OBJECTIVE: Transcribe exactly the lines from the one holding "Note: spot the grey" to the end of the data below, including both of those lines and no others.

(begin)

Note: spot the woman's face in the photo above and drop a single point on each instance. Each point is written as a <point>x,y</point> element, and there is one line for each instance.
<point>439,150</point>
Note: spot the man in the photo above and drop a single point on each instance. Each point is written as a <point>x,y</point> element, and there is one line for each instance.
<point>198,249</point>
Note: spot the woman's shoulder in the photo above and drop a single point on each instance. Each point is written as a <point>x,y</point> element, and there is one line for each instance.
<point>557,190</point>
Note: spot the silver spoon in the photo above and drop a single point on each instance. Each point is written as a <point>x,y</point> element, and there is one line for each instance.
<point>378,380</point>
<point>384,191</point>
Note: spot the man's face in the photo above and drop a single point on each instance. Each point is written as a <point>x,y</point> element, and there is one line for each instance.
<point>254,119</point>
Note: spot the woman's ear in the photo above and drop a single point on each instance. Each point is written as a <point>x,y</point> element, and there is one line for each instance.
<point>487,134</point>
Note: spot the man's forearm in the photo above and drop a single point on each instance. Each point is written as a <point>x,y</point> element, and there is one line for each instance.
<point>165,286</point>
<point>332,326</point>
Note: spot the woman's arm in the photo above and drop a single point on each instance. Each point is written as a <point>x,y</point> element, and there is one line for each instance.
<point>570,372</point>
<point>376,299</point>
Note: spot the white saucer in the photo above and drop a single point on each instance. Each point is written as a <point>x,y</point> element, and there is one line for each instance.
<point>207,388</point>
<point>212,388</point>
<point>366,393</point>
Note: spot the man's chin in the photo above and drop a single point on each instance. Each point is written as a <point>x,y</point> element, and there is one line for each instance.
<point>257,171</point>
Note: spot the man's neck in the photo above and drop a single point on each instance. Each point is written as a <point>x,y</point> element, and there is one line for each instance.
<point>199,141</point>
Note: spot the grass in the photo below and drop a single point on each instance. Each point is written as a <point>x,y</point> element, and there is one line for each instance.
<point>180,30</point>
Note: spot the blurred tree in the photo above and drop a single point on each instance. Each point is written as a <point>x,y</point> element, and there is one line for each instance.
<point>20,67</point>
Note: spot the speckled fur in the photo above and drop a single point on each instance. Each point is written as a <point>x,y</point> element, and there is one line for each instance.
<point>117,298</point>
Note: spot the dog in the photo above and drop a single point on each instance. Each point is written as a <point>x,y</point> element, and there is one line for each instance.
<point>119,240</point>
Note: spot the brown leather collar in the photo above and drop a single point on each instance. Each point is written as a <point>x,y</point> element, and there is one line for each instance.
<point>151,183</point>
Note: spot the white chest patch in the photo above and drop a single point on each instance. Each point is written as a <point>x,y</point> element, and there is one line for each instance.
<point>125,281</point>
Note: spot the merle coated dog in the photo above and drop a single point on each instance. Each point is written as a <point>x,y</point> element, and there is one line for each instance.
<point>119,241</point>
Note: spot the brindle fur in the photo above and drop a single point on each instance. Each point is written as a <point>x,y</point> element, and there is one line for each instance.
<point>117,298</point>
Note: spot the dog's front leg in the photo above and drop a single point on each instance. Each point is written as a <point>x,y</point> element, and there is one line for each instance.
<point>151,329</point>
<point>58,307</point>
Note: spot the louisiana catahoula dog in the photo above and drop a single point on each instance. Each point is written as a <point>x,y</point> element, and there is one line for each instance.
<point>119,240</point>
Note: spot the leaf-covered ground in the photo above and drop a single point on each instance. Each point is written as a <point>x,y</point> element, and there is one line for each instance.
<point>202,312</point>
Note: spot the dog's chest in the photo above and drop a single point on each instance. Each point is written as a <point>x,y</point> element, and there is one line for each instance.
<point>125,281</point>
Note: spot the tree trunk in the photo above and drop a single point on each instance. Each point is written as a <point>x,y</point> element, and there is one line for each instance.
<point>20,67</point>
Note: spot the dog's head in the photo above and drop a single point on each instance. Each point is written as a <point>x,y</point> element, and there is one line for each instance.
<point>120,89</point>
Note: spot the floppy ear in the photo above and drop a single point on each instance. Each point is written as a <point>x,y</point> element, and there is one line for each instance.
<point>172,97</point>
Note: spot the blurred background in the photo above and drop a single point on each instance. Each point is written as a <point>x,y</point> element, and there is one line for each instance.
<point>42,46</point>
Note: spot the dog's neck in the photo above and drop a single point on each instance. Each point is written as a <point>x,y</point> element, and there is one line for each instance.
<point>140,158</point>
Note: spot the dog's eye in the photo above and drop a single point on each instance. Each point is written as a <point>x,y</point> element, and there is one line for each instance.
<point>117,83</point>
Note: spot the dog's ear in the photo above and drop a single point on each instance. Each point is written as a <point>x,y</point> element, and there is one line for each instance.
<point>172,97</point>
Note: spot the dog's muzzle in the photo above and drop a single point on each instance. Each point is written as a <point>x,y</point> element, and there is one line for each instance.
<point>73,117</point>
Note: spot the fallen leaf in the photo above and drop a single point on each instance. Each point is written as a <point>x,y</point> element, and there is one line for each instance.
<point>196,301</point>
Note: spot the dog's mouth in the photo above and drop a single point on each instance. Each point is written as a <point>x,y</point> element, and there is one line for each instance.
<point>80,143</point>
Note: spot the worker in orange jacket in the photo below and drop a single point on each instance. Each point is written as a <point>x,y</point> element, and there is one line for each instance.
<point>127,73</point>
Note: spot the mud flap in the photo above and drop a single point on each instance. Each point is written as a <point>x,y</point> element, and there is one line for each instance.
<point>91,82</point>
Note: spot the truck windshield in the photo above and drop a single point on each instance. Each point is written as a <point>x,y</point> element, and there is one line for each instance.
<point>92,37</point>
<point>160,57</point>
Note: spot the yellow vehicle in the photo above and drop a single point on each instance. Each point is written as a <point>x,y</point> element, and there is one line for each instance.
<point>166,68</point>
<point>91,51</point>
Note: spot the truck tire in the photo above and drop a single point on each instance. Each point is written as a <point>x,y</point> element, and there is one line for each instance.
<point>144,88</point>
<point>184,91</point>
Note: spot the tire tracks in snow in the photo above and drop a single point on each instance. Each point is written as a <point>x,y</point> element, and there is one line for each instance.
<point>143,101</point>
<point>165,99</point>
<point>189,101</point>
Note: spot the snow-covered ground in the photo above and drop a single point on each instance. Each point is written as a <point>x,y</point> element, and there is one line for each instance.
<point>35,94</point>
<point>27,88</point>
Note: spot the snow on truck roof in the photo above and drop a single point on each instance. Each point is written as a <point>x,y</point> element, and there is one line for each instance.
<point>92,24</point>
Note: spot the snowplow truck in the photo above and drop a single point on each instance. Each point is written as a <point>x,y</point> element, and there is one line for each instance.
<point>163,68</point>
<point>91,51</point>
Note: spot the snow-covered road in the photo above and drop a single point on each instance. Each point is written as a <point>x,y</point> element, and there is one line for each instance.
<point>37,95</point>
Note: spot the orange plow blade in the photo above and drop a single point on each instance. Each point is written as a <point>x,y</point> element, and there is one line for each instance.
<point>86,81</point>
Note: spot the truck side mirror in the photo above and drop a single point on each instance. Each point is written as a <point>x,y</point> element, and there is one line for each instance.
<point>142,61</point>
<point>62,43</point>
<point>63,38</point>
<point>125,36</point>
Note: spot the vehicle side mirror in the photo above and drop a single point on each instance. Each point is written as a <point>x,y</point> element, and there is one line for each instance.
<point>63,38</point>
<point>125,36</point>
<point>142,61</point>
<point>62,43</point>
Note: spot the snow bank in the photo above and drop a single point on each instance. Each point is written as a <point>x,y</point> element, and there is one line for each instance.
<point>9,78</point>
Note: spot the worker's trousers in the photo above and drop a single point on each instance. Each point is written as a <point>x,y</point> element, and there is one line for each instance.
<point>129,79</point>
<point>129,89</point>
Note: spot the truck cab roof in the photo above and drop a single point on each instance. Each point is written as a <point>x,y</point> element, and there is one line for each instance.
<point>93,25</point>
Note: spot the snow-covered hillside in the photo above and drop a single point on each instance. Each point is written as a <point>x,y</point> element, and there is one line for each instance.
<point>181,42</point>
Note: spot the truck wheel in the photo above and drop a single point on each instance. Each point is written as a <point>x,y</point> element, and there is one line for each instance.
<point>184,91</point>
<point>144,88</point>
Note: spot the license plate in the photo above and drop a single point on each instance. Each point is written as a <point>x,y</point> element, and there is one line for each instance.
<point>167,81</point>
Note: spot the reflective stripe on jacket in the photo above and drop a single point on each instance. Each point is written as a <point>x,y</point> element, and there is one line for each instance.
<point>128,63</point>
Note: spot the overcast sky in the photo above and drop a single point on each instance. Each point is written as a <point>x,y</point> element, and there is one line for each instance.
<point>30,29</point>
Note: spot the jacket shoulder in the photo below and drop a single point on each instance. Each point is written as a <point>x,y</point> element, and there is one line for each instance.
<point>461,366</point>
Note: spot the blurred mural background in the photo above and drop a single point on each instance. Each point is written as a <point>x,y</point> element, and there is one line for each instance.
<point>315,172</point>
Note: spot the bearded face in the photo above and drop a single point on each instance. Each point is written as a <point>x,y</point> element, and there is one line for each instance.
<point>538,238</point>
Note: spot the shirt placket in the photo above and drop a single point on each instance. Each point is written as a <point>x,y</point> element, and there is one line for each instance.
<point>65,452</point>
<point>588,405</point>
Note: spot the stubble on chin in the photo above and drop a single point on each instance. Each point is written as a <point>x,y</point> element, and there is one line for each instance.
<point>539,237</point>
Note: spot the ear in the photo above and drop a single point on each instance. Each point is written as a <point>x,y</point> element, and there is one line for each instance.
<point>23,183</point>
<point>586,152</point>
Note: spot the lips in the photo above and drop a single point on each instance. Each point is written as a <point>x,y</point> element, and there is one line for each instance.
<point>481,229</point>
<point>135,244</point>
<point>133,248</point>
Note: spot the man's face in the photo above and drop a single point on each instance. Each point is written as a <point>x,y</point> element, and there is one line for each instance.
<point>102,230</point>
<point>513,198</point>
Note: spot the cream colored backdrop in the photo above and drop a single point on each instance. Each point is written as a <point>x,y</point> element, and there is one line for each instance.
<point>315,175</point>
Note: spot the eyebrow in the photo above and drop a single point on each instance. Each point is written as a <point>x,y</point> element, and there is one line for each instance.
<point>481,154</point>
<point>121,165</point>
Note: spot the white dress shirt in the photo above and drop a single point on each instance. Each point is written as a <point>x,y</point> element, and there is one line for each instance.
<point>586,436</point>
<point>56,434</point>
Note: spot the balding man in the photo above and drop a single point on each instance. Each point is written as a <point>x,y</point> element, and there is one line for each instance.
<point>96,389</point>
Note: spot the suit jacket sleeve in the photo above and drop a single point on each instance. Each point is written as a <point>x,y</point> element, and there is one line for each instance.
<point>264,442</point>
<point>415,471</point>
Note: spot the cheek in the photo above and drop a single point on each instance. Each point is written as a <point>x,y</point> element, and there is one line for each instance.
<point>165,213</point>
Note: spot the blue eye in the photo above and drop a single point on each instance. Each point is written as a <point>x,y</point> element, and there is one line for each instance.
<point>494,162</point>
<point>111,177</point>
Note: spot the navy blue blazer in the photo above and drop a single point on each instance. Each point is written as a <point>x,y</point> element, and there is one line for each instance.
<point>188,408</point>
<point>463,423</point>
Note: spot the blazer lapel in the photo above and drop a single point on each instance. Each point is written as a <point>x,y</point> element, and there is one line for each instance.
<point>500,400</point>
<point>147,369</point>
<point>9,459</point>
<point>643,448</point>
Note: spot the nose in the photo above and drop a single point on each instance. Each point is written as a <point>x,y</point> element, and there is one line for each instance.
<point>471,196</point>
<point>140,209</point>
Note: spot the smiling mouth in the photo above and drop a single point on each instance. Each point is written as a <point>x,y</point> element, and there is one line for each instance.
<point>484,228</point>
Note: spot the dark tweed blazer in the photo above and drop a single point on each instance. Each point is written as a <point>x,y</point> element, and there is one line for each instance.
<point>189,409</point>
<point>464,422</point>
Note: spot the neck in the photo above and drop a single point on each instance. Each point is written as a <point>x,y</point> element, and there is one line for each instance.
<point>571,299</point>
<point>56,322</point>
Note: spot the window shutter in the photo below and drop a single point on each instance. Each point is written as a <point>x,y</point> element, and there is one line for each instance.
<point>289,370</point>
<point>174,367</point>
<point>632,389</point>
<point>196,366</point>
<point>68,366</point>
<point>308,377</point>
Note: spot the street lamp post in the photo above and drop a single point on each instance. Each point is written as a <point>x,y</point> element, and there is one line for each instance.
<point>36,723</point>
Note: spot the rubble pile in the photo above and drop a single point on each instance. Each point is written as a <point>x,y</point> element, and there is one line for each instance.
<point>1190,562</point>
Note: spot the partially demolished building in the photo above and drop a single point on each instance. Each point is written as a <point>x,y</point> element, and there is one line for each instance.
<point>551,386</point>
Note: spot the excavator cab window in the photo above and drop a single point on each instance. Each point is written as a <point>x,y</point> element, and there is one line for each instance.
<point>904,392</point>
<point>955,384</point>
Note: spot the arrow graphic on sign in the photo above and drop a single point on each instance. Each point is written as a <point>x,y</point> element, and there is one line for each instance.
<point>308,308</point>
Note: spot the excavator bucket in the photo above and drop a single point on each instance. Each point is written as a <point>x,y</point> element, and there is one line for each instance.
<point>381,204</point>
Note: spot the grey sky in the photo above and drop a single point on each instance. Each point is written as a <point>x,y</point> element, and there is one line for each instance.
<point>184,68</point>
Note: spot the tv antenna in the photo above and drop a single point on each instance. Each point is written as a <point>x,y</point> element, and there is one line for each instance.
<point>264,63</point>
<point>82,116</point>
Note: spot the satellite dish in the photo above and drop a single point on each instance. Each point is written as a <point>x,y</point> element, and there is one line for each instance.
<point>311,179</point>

(end)

RESPONSE BELOW:
Note: spot the grey sky in the photo above and drop a single point on each instance. Each point is written as a <point>x,y</point> element, and there is one line for each instance.
<point>184,68</point>
Note: spot the tv antenna in the photo above and drop a single point on each instance. Each point is written as a <point>x,y</point> element, and there is one line for each instance.
<point>264,63</point>
<point>82,116</point>
Note: spot the satellite dish in the photo above and drop a single point on each instance. Each point is written as a <point>x,y</point> element, and there is one line for each instance.
<point>311,179</point>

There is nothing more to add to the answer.